### EXERCISE DETAILS:
Only those lines running from the line that contains "of the bare" through the end of the material are to be written out, each exactly as shown.

### THE INPUT:
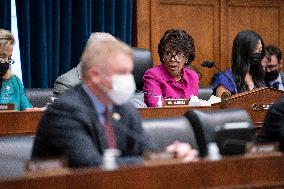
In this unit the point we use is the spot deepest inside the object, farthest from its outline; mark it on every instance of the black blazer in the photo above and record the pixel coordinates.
(70, 127)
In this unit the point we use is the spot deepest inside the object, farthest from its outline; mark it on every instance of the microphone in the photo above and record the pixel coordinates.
(211, 64)
(143, 141)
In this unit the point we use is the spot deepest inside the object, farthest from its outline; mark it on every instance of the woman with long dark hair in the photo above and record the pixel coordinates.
(12, 89)
(172, 78)
(246, 72)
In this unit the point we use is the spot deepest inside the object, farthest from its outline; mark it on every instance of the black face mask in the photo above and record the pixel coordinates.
(4, 68)
(271, 76)
(255, 59)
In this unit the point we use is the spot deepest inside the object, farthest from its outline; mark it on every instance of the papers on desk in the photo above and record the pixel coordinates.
(194, 101)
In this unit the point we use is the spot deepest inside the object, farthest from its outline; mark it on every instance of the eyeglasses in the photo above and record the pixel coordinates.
(177, 57)
(271, 67)
(10, 61)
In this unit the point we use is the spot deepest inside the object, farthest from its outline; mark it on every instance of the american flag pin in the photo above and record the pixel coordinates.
(116, 116)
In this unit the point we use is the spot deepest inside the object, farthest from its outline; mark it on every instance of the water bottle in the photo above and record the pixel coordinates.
(109, 159)
(213, 151)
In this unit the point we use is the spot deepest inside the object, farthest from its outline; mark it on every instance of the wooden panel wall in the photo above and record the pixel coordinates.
(212, 23)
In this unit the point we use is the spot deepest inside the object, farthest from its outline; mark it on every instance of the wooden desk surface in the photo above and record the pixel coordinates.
(19, 122)
(263, 171)
(147, 113)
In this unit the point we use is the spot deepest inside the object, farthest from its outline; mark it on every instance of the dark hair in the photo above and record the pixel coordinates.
(243, 47)
(273, 50)
(180, 40)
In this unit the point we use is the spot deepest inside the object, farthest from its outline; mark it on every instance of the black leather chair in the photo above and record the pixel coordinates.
(205, 123)
(39, 97)
(165, 131)
(15, 151)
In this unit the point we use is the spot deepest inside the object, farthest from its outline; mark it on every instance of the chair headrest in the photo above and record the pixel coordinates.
(142, 60)
(204, 123)
(39, 97)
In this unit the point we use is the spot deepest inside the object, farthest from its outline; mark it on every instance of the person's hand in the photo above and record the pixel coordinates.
(183, 151)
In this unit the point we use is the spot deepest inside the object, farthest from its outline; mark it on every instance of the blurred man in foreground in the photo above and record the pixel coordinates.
(95, 115)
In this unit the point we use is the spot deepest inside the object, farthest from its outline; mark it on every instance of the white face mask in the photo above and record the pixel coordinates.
(123, 88)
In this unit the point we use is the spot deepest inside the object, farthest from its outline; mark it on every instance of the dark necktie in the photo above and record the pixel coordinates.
(276, 85)
(109, 133)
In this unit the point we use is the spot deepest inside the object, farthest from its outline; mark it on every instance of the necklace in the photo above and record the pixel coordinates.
(178, 78)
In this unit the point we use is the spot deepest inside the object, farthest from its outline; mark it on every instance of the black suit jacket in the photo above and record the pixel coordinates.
(70, 127)
(273, 127)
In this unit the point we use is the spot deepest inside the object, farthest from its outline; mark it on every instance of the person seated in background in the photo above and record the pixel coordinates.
(12, 89)
(272, 64)
(96, 115)
(172, 79)
(73, 76)
(273, 127)
(246, 71)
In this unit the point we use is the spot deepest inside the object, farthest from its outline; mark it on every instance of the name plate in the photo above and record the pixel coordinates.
(176, 102)
(7, 106)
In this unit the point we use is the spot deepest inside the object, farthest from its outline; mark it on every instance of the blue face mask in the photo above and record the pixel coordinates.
(255, 59)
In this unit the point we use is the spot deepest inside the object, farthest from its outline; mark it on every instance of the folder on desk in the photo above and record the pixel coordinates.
(255, 102)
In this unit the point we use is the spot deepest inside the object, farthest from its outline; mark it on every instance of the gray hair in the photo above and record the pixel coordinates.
(100, 53)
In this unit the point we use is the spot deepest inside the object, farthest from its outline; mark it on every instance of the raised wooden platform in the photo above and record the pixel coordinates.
(258, 171)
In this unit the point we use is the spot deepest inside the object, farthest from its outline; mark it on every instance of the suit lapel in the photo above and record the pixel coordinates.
(95, 128)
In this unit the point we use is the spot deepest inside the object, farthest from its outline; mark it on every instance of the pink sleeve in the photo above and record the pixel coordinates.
(151, 88)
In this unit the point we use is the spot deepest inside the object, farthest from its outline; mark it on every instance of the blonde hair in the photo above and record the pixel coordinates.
(99, 52)
(6, 38)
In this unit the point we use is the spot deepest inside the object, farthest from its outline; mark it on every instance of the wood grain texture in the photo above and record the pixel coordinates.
(264, 171)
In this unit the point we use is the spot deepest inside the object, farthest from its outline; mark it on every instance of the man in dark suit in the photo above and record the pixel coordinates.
(95, 115)
(273, 127)
(272, 64)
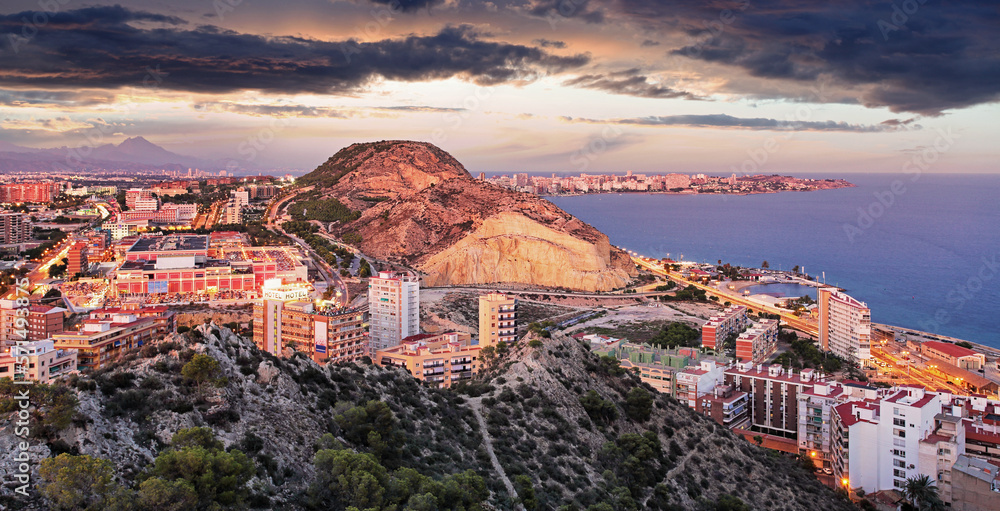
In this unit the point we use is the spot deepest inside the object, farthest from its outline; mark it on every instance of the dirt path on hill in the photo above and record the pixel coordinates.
(476, 405)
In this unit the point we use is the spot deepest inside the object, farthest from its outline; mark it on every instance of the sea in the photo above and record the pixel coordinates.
(922, 250)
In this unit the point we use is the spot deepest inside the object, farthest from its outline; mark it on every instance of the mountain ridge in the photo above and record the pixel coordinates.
(420, 207)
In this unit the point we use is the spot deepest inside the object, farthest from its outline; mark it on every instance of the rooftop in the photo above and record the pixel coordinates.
(170, 243)
(949, 349)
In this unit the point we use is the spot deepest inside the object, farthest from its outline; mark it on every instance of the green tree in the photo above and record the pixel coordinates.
(638, 404)
(77, 482)
(373, 425)
(201, 369)
(922, 493)
(729, 502)
(217, 478)
(525, 492)
(160, 495)
(598, 408)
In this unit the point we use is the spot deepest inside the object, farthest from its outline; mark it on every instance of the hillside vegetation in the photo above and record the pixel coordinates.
(206, 421)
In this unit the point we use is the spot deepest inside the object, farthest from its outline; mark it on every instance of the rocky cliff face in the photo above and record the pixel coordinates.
(435, 217)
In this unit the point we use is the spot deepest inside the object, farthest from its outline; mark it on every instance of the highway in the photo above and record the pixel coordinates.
(330, 275)
(809, 327)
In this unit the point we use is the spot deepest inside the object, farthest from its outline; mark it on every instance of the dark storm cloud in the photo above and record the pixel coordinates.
(43, 98)
(755, 123)
(577, 9)
(629, 83)
(545, 43)
(101, 48)
(914, 55)
(407, 5)
(259, 110)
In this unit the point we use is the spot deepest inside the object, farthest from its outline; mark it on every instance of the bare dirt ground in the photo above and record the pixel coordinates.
(640, 323)
(445, 309)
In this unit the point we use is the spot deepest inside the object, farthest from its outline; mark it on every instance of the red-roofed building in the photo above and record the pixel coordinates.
(960, 357)
(100, 342)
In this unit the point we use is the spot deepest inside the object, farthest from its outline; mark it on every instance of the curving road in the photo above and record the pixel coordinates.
(806, 326)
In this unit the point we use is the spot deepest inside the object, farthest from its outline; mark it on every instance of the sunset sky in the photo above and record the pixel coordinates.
(763, 86)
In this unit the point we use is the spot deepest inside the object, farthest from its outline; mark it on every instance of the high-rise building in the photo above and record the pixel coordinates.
(33, 323)
(29, 192)
(286, 318)
(497, 318)
(135, 194)
(77, 258)
(758, 342)
(722, 325)
(394, 306)
(844, 325)
(439, 359)
(242, 197)
(14, 228)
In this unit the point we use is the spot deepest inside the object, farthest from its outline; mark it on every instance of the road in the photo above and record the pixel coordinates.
(806, 326)
(329, 274)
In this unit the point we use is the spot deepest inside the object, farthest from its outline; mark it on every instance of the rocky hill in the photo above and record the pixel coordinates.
(420, 207)
(553, 426)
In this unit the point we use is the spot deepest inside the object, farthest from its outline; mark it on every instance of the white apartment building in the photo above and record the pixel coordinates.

### COMPLETED TASK:
In this unit the point we use is the spot deepest inside the object, farthest from its outline; mark it on every instance of the bare dirt ground in the photo above and record the pixel coordinates.
(640, 323)
(445, 309)
In this unit the point we use is the spot deepest inside the object, farthest from its outline; mark it on every instance of the red-roofed building in the photo above and record the pixel coordinates.
(960, 357)
(100, 342)
In this unit the point we use is the spot deepest inside the object, farthest from its outline; mark it on every instance of the curving road in the photo above and record the pixel coordinates.
(806, 326)
In this unit the point we use is the spot deepest inside the object, farthest from its outline; mark it on every instance of the sunset sky in the photo above and record the pixel coordinates.
(763, 86)
In this unit the point we use is the spot deepest inside the object, farthest from its outline; mark it on every instance of the high-rise building in the photo above and record the pixel coordinates.
(33, 323)
(29, 192)
(286, 318)
(497, 318)
(135, 194)
(77, 258)
(758, 342)
(722, 325)
(394, 306)
(844, 325)
(439, 359)
(242, 197)
(14, 228)
In this unit the point we use is the spot deepest inside the object, farthest from its outline; mark it on every instance of the road in the photo above and record the pixel coordinates.
(806, 326)
(329, 274)
In this unit the point we use is the spot deepest inside the object, farthest from its outline; mark it on every instance of the rocky hill in the photo above and record the pixel coordinates.
(420, 207)
(553, 426)
In this unit the point we use is the spot deepest inside the object, farthest from its outline; mark it on every instance of the white apartment building in the photo above and record the pixel coordinates.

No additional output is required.